• [How to complete this task]:
The records below hold a stretch from the line with "positive clicks: (208, 294)" through the line with "positive clicks: (7, 330) (1, 24)"; return exactly those lines, ends included, and nothing more.

--- START ---

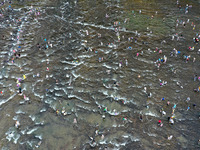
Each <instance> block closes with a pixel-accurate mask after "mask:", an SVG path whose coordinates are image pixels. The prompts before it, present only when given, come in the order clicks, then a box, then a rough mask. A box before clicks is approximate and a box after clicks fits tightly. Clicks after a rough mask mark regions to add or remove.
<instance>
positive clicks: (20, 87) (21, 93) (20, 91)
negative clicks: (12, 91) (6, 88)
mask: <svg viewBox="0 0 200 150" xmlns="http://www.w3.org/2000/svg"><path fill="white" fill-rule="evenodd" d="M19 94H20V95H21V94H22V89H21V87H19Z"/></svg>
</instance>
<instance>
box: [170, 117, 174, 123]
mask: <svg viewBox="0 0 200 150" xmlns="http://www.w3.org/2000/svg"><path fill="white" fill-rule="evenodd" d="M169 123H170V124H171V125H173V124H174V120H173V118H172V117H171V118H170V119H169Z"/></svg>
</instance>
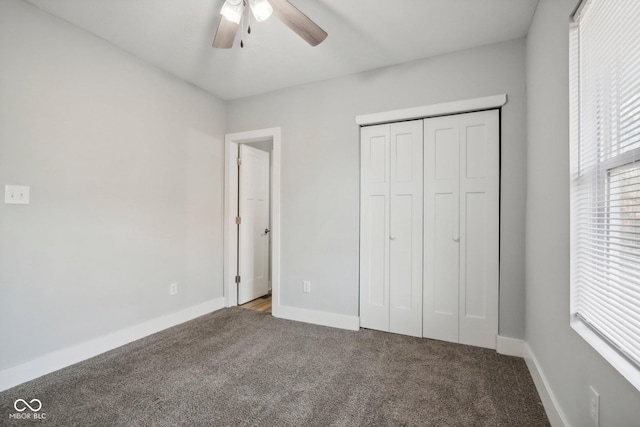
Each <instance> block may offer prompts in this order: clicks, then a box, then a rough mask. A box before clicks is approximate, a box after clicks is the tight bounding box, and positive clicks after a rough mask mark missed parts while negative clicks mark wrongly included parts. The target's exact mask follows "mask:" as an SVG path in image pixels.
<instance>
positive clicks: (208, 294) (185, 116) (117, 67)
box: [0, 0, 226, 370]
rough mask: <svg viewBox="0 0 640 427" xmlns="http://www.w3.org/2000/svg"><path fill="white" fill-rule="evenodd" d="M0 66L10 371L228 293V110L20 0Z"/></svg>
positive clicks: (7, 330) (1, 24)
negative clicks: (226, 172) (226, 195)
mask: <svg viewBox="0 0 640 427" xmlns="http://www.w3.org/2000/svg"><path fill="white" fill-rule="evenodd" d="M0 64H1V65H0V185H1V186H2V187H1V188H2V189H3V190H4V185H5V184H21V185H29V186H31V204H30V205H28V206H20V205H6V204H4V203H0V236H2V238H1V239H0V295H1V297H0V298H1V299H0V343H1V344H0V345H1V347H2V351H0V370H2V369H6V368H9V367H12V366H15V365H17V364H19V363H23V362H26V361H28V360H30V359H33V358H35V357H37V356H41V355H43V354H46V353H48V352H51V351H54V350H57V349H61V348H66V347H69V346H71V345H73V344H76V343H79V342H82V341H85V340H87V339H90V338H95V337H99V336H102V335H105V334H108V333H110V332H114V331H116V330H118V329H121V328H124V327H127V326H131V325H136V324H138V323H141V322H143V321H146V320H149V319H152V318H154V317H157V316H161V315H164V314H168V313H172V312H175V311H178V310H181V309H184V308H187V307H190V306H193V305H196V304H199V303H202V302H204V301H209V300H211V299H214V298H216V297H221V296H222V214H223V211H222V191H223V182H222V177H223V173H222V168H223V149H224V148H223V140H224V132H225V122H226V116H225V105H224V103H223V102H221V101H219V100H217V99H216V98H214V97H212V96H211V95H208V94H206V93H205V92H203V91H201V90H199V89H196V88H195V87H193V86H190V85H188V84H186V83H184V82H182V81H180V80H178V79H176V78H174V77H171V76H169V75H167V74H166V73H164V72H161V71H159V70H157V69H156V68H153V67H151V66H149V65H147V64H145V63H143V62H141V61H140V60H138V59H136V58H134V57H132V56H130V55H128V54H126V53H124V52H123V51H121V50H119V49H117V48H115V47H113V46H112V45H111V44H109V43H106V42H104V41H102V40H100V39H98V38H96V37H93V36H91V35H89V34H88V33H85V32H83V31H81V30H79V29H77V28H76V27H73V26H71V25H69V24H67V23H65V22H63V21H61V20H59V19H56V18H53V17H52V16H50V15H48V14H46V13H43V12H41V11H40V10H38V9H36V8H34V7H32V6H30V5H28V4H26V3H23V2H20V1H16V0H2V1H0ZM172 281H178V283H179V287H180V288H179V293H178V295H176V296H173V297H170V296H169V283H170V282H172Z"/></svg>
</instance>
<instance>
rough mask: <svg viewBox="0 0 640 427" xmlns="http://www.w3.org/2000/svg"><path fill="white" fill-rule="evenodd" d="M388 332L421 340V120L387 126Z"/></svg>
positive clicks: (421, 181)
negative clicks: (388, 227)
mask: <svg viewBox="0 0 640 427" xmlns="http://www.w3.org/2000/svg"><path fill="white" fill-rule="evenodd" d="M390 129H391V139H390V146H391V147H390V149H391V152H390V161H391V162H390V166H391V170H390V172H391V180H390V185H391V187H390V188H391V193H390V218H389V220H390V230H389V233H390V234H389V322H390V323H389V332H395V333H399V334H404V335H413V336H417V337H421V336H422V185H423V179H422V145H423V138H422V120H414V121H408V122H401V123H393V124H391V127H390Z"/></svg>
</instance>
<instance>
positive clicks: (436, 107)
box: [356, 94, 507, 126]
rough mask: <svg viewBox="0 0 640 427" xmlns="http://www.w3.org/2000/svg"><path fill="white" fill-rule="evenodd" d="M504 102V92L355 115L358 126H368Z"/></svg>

--- END ---

• [Response to this task]:
positive clicks: (208, 294) (185, 116) (117, 67)
box: [0, 0, 226, 370]
rough mask: <svg viewBox="0 0 640 427" xmlns="http://www.w3.org/2000/svg"><path fill="white" fill-rule="evenodd" d="M0 66L10 371L228 293V110L20 0Z"/></svg>
positive clicks: (7, 330) (1, 24)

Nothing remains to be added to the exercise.